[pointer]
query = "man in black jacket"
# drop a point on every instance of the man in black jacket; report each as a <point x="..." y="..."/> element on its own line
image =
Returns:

* * *

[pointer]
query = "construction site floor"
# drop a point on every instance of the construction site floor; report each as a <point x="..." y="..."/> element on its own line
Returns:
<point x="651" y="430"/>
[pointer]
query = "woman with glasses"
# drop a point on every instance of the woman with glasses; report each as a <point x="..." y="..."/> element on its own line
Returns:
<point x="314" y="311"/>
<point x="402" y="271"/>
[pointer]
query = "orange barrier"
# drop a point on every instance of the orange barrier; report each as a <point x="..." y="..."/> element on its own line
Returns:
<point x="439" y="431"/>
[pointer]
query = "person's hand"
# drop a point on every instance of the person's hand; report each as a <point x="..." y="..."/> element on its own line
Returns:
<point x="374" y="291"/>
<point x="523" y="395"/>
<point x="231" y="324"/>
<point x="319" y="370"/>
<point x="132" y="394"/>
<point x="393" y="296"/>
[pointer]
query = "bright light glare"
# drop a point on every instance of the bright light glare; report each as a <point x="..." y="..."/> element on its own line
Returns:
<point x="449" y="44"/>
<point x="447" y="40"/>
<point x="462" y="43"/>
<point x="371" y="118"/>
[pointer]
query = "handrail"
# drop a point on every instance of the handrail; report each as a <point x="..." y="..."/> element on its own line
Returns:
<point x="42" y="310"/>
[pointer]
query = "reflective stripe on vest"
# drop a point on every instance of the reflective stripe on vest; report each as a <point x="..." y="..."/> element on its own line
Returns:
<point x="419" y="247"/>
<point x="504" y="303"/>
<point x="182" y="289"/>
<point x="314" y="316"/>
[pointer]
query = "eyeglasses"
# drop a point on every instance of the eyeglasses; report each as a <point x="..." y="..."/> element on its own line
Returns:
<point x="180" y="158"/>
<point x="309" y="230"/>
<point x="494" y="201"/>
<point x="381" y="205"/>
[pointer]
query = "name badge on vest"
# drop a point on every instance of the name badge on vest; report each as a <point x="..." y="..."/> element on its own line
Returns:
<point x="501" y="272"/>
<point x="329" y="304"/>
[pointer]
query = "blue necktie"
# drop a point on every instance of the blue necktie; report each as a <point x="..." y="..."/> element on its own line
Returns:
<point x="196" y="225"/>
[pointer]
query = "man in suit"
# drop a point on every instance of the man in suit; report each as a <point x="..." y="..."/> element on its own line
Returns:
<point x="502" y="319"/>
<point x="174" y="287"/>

...

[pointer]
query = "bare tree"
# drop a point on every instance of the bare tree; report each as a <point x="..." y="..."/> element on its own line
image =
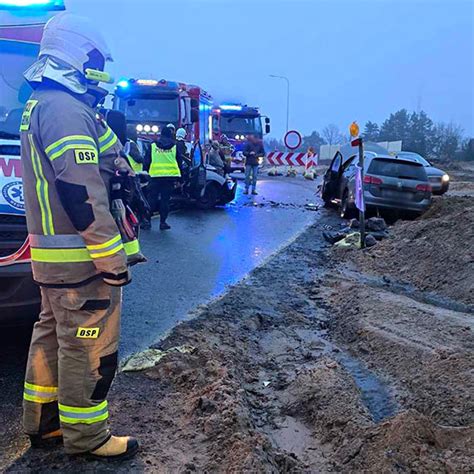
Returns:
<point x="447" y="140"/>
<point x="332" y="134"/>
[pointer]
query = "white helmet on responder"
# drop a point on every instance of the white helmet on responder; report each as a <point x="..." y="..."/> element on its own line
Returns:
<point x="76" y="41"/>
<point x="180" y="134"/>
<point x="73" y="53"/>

Task prompt:
The response should be the listing above, limited to the lines between the one holding "# drop a point on every instance of the orange" and the one holding "# drop a point on every instance of the bright", inclusive, reproduced exactly.

Solved problem:
# drop a point on every instance of the orange barrier; report each as a <point x="..." y="..."/> element on its own line
Returns:
<point x="439" y="431"/>
[pointer]
query = "person's hand"
# drop a point on every instance of the person's hand; report each as a <point x="..." y="..."/> element on its own line
Returns:
<point x="374" y="291"/>
<point x="523" y="395"/>
<point x="231" y="324"/>
<point x="319" y="370"/>
<point x="132" y="394"/>
<point x="393" y="296"/>
[pointer]
query = "bright light glare"
# drop a point on every instance of the bright light glare; report each as a <point x="..." y="..."/> element on its own line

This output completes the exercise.